» **Dataset rows**

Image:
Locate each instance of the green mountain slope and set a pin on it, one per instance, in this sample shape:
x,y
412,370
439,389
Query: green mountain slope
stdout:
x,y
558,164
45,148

» **Directions**
Reproduce every line of the material above, requests included, shifting each coordinate in the answers by adding 96 to both the x and y values.

» **Result of this exercise**
Image:
Locate each instance of the green mountain slope and set a pin on it, one per instance, in this sample shape:
x,y
412,370
439,389
Query: green mountain slope
stdout:
x,y
654,260
141,244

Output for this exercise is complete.